- **DIRECTIONS**:
(1) In the car repair notes, what step was forgotten that led to the overflow bottle leaking?
(2) From the car repair notes, write out the passage starting with "Cleaned the Fascia" and going on through "out the bottom.".

- **EXCERPT PROVIDED**:
┌────────
More new stainless bolts all round. Over $40 in hardware this week so far.
All bolted together and ready to install. Yes I know I havent glued in my new lower studs, I still have not gotten my awesome glue, I may have to go with something else but i can do it with the bumper attached.
Close up of the DMC/Miata latch and cable.
Need to Rivet on the engine compartment light but otherwise its looking great!
Hose installed.
Cleaned the Fascia a bit and its looking less droopy and will look even better after the studs are in.
Muffler brackets look way better, Love the look of a non greasy engine.
With everything back on it was time for a test drive, the first in 6 weeks. all went well at first, I pulled over after a few miles to take a look at the bottle and saw it was leaking. It appears I forgot one important step, drilling a vent hole in my custom overflow bottle. All my seams were air tight and this allowed pressure to build in the bottle ( remember I said it wasnt going to be pressurized) and partially blew out the bottom.
└────────
(Rows from a pointing dataset)
┌────────
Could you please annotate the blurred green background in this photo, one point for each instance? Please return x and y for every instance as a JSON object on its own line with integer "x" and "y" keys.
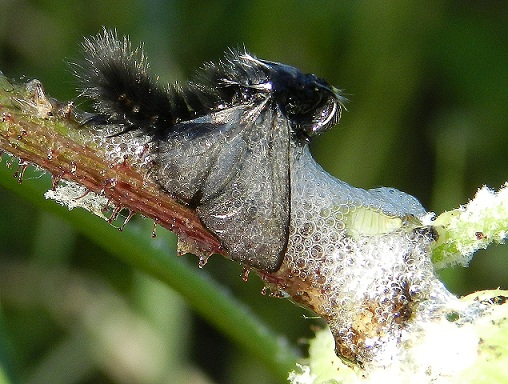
{"x": 428, "y": 90}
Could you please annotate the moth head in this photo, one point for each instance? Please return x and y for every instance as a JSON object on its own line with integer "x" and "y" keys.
{"x": 311, "y": 105}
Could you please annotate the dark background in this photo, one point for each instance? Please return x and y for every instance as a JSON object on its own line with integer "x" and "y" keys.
{"x": 428, "y": 90}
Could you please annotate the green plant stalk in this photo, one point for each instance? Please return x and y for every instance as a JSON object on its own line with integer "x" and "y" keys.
{"x": 54, "y": 144}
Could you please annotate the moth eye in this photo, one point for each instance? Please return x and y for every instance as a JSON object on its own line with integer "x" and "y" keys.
{"x": 313, "y": 111}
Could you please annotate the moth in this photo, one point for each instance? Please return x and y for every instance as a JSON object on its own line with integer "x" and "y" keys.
{"x": 222, "y": 141}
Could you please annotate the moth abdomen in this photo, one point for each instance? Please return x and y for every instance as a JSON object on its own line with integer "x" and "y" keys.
{"x": 117, "y": 79}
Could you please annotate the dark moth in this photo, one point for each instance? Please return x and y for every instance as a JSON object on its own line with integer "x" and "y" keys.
{"x": 223, "y": 141}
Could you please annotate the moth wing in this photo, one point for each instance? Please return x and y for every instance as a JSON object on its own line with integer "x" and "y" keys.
{"x": 246, "y": 195}
{"x": 190, "y": 150}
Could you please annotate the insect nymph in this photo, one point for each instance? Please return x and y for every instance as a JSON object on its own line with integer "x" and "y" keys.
{"x": 222, "y": 141}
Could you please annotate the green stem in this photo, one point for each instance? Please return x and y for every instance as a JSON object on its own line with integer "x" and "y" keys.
{"x": 207, "y": 297}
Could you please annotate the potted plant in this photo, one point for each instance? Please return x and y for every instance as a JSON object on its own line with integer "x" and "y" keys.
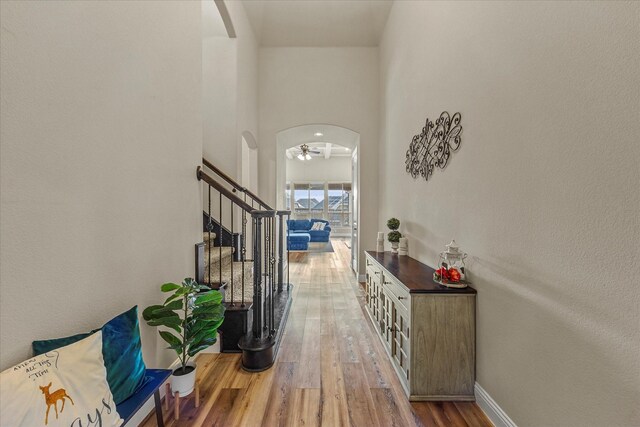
└────────
- **FULL ANSWERS**:
(1) Drilling a vent hole in the custom overflow bottle.

(2)
Cleaned the Fascia a bit and its looking less droopy and will look even better after the studs are in.
Muffler brackets look way better, Love the look of a non greasy engine.
With everything back on it was time for a test drive, the first in 6 weeks. all went well at first, I pulled over after a few miles to take a look at the bottle and saw it was leaking. It appears I forgot one important step, drilling a vent hole in my custom overflow bottle. All my seams were air tight and this allowed pressure to build in the bottle ( remember I said it wasnt going to be pressurized) and partially blew out the bottom.